- **指示**: 学習文のうち、「今回は日本経済が抱える、デフ」を含む語句で始まり「として支払われることになる。」で終わる部分を書き直す。その際、「預金」を「貯金」に置き換えること。

今回は日本経済が抱える、デフレと使い道のない預金という二つの問題に対する解決策を提案します。
解決策は税制改革だ
日本経済はいま、二つの問題を抱えている。一つはよく話題になるデフレで、もう一つはめったにいわれないが、銀行に預けている預金が使われずに腐っていくという事実だ。デフレは物価が広範囲にわたって持続的に下落することで、実際、消費者物価と卸売物価指数は4年連続下落している。
消費需要以上に物が製造され、製品やサービスの供給が需要を上回れば、価格の下落は当然だ。デフレと、預金が使われずに腐っていく原因とその解決策は、二つの簡単な事実を認識すれば簡単に見つかる。
【 「蓄え」と「無駄」 】
その事実とは、一つはその国で作られる製品や提供されるサービスの総額は、その国の国民総生産に等しいということだ。すべての製品やサービスは、それを生み出すのに携わった人へ賃金や賃貸料、金利といった報酬として支払われることになる。

- **提供資料**:
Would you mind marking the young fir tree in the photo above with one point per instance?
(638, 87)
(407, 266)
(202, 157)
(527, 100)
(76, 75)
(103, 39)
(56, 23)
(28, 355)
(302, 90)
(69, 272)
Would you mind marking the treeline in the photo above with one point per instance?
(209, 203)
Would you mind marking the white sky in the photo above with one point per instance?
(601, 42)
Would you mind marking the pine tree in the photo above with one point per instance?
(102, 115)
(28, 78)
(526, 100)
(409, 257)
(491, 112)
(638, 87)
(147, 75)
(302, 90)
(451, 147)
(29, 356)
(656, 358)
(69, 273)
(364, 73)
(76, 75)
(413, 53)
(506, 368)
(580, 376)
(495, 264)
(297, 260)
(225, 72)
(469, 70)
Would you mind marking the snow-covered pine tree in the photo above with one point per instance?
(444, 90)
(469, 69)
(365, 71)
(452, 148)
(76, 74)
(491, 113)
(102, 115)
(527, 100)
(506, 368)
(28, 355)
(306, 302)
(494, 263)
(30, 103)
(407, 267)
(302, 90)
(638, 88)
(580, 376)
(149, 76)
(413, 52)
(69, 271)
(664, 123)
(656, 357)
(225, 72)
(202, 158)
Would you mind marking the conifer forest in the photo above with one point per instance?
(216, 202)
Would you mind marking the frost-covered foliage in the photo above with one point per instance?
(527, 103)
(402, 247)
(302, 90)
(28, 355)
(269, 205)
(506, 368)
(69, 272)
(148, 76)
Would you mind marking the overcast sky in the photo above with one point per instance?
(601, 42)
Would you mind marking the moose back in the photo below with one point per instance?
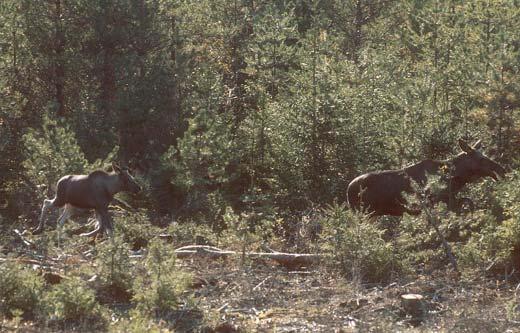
(381, 193)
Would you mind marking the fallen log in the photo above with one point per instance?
(285, 259)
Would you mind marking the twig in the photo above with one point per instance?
(261, 283)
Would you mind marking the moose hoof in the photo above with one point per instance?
(37, 231)
(93, 233)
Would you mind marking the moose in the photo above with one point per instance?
(381, 193)
(93, 191)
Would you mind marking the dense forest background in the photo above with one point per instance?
(244, 121)
(249, 104)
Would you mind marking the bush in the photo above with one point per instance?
(72, 302)
(357, 246)
(157, 291)
(20, 291)
(114, 271)
(135, 229)
(498, 241)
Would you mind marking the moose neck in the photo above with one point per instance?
(419, 172)
(113, 183)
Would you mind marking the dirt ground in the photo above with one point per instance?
(269, 298)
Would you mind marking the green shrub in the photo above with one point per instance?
(135, 229)
(51, 153)
(158, 290)
(497, 242)
(72, 302)
(20, 291)
(115, 271)
(357, 246)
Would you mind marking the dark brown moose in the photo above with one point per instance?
(93, 191)
(381, 193)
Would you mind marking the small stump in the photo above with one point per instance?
(413, 305)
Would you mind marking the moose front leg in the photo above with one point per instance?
(99, 226)
(104, 223)
(41, 222)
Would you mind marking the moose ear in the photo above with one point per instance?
(464, 146)
(477, 144)
(116, 167)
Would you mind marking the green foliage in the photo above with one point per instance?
(114, 267)
(73, 302)
(135, 228)
(158, 291)
(357, 246)
(498, 242)
(21, 290)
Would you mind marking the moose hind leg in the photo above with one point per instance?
(100, 226)
(67, 213)
(47, 203)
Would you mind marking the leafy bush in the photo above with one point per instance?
(72, 302)
(158, 289)
(53, 151)
(135, 229)
(20, 291)
(497, 244)
(357, 246)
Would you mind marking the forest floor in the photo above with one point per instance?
(228, 295)
(267, 298)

- **解答**:
今回は日本経済が抱える、デフレと使い道のない貯金という二つの問題に対する解決策を提案します。
解決策は税制改革だ
日本経済はいま、二つの問題を抱えている。一つはよく話題になるデフレで、もう一つはめったにいわれないが、銀行に預けている貯金が使われずに腐っていくという事実だ。デフレは物価が広範囲にわたって持続的に下落することで、実際、消費者物価と卸売物価指数は4年連続下落している。
消費需要以上に物が製造され、製品やサービスの供給が需要を上回れば、価格の下落は当然だ。デフレと、貯金が使われずに腐っていく原因とその解決策は、二つの簡単な事実を認識すれば簡単に見つかる。
【 「蓄え」と「無駄」 】
その事実とは、一つはその国で作られる製品や提供されるサービスの総額は、その国の国民総生産に等しいということだ。すべての製品やサービスは、それを生み出すのに携わった人へ賃金や賃貸料、金利といった報酬として支払われることになる。